(Task to complete): Reproduce verbatim the part of the OpenTelemetry evaluation notes from "Eval 1 — Double" to "span.end() + reject().)".

+++ Supplied passage +++

On async orphans: recommends switching from startSpan to startActiveSpan, explaining that AsyncLocalStorage propagates context automatically. Then adds: "Check your Bun version — Bun's AsyncLocalStorage was substantially improved in 1.x."

This is wrong as a primary fix. startActiveSpan alone does not solve the problem in Bun. The unreliability is not a version bug that was patched; it's a structural issue requiring explicit context passing. A developer following this advice would upgrade Bun, find the same orphaned spans, and be stuck.

Also missing: finished flag, unhandledRejection handler.

Eval 1 — Double span.end() on child process timeout

A specific race condition in Promise-wrapped subprocesses.

Prompt: I'm wrapping a child process in a Promise for OTEL tracing. My code sets a timeout that kills the process and rejects the Promise, but sometimes I see the span ended twice and get double-rejection warnings. (Code provided: timeout fires proc.kill() + span.end() + reject(), then close event also fires span.end() + reject().)

With skill

Names the exact mechanism: proc.kill() sends a signal; the process exits asynchronously; the close event fires and runs the close handler. Both the timeout and the close handler call span.end() and reject(). Fix: a settled boolean flag via a shared fail() helper. Also adds span.setStatus() and span.recordException() on every code path — the original code left span status unset, which makes failures appear as OK in Jaeger.

Without skill

Also gets the settled flag correct — this is a well-known JavaScript pattern, not OTEL-specific. Adds clearTimeout() as a belt-and-suspenders complement to the flag. Reaches setStatus advice only as an "Additional Consideration" rather than leading with it.

Verdict on this eval: weak discrimination. Both responses solve the immediate bug. The with-skill response is more OTEL-aware (status on every path) but the difference is small.

Eval 2 — Greenfield production boilerplate

What does baseline Claude produce vs. skill-augmented Claude for a new service?

Prompt: I'm instrumenting a new Node.js service with OpenTelemetry from scratch. Give me a production-ready boilerplate for the entry point that handles graceful shutdown, signal interruption, and unhandled promise rejections — all with proper span error recording so nothing goes silent.

With skill

Single-file entry point. All five safety mechanisms present and explained:

SIGTERM + SIGINT handlers ending the root span as ERROR and awaiting provider.shutdown() before exit
unhandledRejection handler
finished flag preventing double-end
Explicit rootCtx storage and a note that every async helper must accept ctx: Context (Bun caveat named)

+++ Extracted records +++

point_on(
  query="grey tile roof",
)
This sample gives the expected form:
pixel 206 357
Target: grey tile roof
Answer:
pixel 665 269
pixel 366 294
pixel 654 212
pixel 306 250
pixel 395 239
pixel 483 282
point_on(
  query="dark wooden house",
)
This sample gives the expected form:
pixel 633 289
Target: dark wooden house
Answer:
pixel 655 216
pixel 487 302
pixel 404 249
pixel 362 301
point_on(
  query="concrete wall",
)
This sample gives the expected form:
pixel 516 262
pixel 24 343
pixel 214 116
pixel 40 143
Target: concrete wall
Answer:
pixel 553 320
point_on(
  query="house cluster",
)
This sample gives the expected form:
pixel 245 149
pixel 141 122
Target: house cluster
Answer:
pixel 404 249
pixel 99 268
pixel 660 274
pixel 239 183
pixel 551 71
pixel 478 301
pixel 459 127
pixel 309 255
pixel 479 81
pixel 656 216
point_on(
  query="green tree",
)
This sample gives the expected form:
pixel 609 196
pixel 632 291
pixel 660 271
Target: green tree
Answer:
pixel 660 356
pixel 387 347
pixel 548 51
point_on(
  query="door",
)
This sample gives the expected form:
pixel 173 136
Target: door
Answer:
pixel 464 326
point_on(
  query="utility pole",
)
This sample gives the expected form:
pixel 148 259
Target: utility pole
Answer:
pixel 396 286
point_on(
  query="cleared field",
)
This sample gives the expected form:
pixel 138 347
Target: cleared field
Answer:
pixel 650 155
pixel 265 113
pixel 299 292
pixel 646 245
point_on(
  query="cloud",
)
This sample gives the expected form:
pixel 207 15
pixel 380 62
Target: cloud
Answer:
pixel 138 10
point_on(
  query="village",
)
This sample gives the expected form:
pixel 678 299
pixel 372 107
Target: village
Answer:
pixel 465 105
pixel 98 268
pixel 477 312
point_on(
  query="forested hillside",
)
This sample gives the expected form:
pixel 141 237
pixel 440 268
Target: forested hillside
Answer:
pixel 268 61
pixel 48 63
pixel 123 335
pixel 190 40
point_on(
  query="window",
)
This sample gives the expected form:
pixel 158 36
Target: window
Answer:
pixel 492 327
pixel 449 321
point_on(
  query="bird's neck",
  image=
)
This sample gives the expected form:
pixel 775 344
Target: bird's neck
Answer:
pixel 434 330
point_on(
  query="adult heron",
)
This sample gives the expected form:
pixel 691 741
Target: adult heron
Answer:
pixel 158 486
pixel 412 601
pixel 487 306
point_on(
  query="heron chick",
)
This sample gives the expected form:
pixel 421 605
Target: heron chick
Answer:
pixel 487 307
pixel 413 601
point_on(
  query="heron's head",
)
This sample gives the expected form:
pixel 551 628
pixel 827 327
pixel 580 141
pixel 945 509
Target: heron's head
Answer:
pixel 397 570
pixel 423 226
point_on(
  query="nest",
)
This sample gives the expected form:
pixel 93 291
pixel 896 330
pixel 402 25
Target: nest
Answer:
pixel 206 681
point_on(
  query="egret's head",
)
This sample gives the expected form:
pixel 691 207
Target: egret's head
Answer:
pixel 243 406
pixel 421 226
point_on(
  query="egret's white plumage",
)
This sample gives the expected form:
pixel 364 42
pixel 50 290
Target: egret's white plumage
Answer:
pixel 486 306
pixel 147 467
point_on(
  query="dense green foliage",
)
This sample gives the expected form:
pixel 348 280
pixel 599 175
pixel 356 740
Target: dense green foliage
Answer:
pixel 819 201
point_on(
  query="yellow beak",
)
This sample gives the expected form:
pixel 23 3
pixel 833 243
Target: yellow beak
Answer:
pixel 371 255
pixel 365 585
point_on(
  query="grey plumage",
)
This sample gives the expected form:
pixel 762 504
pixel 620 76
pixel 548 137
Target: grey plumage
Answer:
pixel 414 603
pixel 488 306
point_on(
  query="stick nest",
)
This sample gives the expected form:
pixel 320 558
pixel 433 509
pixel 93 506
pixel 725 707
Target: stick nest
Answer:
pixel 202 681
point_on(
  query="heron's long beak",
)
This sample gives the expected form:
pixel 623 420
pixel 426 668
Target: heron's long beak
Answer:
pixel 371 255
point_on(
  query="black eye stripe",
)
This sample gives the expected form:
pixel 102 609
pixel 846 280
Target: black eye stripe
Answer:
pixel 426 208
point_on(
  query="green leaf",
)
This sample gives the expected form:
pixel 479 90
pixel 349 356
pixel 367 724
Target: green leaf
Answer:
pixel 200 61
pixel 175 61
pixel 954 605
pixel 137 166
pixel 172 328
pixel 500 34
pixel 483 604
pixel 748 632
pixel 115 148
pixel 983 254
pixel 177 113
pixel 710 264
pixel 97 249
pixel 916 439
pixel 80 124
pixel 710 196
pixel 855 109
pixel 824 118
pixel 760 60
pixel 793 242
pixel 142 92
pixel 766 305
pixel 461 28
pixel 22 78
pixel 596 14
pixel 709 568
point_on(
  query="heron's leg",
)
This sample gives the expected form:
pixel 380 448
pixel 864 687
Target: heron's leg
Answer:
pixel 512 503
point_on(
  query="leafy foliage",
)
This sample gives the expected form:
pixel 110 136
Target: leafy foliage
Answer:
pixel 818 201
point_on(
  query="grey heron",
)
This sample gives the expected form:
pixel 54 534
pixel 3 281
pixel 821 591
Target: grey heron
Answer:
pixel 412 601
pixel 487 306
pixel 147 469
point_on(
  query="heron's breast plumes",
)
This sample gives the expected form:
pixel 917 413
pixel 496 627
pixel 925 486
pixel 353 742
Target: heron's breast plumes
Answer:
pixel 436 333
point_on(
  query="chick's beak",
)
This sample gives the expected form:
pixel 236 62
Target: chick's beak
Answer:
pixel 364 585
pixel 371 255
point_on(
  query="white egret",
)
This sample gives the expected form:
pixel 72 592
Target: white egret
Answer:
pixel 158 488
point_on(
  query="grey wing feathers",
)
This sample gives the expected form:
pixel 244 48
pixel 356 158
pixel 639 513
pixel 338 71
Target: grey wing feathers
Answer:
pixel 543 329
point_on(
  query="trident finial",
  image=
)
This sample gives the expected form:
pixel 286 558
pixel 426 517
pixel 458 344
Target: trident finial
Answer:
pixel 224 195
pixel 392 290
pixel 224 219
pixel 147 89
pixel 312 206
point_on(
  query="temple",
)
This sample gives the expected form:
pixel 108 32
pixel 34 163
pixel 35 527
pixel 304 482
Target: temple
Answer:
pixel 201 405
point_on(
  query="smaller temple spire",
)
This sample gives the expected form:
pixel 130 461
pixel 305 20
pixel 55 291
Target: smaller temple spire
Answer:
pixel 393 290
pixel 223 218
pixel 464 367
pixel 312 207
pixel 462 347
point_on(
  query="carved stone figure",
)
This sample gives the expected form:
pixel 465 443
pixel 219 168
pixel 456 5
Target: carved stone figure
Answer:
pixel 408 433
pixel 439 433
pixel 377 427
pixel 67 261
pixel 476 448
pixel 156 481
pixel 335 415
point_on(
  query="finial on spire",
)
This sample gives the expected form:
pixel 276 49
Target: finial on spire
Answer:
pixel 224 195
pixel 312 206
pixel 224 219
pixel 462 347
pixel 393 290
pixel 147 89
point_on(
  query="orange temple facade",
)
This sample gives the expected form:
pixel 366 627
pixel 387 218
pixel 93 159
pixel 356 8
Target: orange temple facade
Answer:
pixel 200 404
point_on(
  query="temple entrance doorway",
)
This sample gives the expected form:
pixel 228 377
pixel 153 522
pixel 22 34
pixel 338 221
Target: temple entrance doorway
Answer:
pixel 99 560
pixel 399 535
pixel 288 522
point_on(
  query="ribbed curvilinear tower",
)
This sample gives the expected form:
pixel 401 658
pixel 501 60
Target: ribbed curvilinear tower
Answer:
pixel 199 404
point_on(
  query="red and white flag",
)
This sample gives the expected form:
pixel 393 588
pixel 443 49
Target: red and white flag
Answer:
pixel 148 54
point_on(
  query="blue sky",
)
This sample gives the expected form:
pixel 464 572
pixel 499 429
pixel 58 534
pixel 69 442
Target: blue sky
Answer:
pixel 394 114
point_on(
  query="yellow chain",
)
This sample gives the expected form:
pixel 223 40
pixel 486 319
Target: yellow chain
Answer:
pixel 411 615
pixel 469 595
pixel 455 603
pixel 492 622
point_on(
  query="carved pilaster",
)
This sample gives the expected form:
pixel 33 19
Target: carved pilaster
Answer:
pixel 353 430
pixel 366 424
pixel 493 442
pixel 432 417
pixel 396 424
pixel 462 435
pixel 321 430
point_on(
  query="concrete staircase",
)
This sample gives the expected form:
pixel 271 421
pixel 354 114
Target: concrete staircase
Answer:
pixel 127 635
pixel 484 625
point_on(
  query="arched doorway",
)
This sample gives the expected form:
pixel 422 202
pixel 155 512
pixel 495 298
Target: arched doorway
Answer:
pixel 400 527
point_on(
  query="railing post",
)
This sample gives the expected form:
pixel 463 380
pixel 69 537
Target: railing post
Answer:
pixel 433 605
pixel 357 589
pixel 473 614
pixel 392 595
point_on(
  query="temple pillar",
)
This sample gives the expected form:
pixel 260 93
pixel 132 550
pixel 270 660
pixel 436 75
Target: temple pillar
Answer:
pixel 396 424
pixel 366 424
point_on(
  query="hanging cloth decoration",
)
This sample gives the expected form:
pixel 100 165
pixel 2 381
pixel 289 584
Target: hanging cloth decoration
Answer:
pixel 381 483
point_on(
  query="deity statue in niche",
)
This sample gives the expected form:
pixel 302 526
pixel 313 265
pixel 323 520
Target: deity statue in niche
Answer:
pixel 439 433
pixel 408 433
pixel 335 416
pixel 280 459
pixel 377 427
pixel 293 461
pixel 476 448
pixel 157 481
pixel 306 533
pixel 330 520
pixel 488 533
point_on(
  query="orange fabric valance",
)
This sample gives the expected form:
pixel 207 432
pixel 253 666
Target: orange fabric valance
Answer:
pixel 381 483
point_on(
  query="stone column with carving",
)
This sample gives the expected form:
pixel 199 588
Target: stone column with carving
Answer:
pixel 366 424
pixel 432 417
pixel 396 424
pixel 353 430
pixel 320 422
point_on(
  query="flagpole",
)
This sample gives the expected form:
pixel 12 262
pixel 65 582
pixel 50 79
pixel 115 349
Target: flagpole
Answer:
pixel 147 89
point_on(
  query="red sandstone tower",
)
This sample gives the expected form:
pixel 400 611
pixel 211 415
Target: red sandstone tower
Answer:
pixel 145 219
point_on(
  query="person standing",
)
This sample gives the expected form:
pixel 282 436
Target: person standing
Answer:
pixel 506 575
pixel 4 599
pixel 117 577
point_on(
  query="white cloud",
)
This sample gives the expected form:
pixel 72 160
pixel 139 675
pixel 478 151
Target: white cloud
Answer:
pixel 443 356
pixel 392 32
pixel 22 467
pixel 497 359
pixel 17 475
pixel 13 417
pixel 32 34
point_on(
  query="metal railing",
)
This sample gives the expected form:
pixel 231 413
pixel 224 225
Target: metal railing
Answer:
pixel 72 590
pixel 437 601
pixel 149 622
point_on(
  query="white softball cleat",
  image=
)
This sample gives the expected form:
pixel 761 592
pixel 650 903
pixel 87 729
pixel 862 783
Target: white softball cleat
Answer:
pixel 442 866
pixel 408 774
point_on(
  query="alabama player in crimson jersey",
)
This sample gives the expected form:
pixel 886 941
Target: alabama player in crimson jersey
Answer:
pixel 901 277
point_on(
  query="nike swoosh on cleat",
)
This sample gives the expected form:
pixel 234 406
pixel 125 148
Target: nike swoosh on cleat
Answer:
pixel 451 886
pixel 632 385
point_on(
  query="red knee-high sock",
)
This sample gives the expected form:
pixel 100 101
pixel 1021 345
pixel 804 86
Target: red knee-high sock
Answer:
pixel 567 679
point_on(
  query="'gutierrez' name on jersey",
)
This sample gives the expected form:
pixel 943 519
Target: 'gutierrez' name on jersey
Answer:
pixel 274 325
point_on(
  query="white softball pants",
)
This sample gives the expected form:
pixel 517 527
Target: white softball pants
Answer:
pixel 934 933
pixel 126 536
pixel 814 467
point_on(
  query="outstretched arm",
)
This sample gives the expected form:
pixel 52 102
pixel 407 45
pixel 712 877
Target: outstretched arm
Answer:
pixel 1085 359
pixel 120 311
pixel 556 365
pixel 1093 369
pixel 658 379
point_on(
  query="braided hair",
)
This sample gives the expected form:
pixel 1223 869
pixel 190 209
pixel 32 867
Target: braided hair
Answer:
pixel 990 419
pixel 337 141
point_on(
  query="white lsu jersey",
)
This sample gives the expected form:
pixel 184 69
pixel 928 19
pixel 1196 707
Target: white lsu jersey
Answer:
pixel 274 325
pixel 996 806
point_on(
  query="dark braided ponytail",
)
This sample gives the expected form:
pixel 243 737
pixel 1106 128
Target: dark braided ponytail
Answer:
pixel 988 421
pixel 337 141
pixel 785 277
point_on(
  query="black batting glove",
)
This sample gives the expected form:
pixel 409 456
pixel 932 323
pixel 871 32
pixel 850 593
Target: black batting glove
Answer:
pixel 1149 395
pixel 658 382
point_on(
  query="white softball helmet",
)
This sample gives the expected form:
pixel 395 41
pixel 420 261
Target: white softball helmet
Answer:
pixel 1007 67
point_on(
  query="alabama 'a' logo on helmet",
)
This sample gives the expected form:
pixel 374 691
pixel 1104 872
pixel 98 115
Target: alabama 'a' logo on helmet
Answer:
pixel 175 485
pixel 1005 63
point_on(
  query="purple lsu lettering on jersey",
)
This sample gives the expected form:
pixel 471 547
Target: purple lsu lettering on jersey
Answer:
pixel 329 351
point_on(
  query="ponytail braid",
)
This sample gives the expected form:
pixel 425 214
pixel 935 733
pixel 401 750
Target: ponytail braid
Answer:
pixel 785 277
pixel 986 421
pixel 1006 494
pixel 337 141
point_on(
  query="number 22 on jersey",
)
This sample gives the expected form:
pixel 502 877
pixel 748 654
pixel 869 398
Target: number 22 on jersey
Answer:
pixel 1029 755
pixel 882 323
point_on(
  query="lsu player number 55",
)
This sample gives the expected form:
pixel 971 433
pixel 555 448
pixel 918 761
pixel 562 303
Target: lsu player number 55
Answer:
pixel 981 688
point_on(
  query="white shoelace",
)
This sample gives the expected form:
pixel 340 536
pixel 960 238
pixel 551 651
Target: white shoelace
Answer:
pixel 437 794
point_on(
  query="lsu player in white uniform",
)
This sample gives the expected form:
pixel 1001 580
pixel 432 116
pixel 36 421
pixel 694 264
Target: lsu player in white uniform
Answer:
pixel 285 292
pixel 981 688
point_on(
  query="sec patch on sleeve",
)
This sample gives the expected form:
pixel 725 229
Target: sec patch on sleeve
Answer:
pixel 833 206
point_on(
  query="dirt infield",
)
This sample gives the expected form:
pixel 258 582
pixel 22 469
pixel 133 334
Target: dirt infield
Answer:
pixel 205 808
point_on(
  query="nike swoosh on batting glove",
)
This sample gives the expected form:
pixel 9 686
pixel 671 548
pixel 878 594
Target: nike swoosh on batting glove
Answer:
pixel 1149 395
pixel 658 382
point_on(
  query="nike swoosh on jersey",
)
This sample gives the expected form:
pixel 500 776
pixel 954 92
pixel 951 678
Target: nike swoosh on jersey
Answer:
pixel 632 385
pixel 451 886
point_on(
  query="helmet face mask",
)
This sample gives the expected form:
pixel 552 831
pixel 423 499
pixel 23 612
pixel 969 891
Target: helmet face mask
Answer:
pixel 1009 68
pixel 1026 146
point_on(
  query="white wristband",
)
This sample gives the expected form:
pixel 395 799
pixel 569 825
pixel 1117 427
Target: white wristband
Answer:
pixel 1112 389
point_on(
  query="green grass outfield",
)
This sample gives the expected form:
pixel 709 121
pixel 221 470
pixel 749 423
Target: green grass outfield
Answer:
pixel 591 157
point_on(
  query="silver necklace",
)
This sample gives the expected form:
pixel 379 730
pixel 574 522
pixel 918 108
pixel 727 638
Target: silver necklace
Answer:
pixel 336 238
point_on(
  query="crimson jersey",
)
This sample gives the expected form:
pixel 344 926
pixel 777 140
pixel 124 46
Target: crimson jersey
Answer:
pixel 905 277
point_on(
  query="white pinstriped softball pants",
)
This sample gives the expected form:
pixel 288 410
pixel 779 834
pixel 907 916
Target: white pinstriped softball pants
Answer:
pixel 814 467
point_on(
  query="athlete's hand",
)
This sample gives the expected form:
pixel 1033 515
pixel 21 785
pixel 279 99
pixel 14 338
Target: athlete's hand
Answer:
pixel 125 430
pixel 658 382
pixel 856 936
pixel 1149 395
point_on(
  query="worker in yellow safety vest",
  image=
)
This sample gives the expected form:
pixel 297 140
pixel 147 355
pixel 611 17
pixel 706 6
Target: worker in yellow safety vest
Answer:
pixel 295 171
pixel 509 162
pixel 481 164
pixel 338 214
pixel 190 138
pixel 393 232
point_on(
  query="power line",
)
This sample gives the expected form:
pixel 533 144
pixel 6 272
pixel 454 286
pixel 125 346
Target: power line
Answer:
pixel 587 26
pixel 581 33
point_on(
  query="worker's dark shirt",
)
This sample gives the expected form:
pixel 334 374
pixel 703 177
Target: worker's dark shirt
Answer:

+++

(Written solution):
Eval 1 — Double span.end() on child process timeout

A specific race condition in Promise-wrapped subprocesses.

Prompt: I'm wrapping a child process in a Promise for OTEL tracing. My code sets a timeout that kills the process and rejects the Promise, but sometimes I see the span ended twice and get double-rejection warnings. (Code provided: timeout fires proc.kill() + span.end() + reject(), then close event also fires span.end() + reject().)